■ Selected passage
[Start]

# Our Natural Resources Are Running Out



## Pecos

I am uncertain as to who the scientists are who put this together, but after studying it a bit I think that there is a lot of validity to a good part of it. I am curious as to what opinions any of you may hold. It is rather scary.

Our natural resources are set to run out sooner than you might think (msn.com)


----------



## Gaer

Well Pecos, We WERE ENERGY INDEPENDENT!  The closing down of the pipeline stopped that!  and he shut down ANWR!
Yes, I see only less and less resources.  I think the lack of  fresh drinking WATER will be what will really hurt mankind.


----------



## squatting dog

An oldie but still rings true.


----------



## Pecos

squatting dog said:


> An oldie but still rings true.
> 
> View attachment 179960


Your point is well taken, I pay attention, but still take these things with a grain of salt. I remember when the supposed movement of armadillos back into Mexico was supposed to forecast a coming ice age.

[End]

■ Required tasks
• A. Name every distinct username that posts in the forum thread on running out of natural resources.
• B. Carry the forum thread on running out of natural resources forward, starting after its final post.

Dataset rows
[Start]

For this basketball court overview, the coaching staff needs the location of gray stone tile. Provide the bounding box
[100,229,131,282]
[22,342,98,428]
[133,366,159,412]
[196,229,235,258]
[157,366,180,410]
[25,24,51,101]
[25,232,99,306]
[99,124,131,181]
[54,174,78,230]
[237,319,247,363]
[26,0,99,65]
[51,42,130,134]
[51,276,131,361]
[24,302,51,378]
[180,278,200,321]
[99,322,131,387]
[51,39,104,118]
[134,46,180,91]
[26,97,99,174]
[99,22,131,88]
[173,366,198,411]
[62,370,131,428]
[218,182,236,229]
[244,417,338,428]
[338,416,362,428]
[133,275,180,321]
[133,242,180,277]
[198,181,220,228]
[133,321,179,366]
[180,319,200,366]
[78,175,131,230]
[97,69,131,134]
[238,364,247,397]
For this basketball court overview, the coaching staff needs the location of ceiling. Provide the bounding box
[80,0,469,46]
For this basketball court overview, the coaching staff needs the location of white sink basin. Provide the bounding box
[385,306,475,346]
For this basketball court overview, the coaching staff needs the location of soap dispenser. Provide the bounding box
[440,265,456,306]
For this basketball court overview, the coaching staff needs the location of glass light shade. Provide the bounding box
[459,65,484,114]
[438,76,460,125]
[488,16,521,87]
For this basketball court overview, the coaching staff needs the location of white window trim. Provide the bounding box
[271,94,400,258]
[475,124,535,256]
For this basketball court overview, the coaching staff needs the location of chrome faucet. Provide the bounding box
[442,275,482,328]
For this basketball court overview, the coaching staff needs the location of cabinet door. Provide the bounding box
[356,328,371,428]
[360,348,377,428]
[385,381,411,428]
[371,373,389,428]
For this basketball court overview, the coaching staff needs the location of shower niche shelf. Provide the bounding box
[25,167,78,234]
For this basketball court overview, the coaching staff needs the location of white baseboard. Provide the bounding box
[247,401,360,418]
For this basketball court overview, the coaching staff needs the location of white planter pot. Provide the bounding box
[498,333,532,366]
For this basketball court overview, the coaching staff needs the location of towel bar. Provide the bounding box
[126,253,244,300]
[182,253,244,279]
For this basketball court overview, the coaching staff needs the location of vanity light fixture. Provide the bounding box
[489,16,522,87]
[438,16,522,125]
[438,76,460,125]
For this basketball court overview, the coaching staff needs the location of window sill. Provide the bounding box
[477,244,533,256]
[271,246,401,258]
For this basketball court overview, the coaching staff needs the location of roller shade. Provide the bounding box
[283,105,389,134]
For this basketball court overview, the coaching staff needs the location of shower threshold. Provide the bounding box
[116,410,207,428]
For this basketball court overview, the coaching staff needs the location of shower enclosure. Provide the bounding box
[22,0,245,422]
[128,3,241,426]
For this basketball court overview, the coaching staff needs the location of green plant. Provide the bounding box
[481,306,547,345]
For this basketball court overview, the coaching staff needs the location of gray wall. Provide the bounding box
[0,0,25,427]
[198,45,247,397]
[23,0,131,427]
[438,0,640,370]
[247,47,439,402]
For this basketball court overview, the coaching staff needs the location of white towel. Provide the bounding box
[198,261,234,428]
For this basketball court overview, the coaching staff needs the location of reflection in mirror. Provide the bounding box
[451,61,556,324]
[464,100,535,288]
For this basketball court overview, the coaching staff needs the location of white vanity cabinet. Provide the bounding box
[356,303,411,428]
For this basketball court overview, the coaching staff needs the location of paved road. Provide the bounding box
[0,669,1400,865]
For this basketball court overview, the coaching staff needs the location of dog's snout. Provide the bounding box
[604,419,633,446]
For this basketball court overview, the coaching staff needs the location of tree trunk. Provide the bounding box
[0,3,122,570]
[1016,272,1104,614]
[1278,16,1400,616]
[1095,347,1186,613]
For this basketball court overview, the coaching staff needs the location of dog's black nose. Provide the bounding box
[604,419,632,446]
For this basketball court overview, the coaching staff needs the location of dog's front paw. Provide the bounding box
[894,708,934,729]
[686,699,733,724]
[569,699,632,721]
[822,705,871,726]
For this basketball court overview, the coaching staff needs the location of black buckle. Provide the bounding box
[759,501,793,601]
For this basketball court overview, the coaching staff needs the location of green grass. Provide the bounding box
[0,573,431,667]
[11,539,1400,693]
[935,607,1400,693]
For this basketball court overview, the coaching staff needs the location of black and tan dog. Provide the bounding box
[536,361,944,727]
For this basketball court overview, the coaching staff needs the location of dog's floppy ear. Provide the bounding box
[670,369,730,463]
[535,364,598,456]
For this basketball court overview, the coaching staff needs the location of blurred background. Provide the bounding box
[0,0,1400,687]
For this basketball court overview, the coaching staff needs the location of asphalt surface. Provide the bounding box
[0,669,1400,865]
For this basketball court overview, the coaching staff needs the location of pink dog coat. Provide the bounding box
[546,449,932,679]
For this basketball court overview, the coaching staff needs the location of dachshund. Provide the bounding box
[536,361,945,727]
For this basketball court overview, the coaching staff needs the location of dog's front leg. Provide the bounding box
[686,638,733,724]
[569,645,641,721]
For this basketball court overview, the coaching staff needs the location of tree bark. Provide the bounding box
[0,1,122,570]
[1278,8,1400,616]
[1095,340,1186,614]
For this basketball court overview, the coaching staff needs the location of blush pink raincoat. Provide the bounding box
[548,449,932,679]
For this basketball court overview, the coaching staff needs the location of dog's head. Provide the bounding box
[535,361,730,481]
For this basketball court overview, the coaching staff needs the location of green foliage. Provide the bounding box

[End]

■ In response
• A. Pecos, Gaer, squatting dog

• B.
----------



## Lara

Gaer said:


> Well Pecos, We WERE ENERGY INDEPENDENT!  The closing down of the pipeline stopped that!  and *he* shut down ANWR!
> Yes, I see only less and less resources.  I think the lack of  fresh drinking WATER will be what will really hurt mankind.


Are we not allowed to say "the president"


----------



## Alligatorob

Pecos said:


> I am uncertain as to who the scientists are who put this together, but after studying it a bit I think that there is a lot of validity to a good part of it. I am curious as to what opinions any of you may hold. It is rather scary.
> 
> Our natural resources are set to run out sooner than you might think (msn.com)


This used to worry me, but as I get older I have seen how wrong we have been about this in the past.   Squatting Dog posted a good example.  So far we have been able to figure out how to make do with less or find more or more alternatives.  Don't know how long that will last, but I see no end in sight.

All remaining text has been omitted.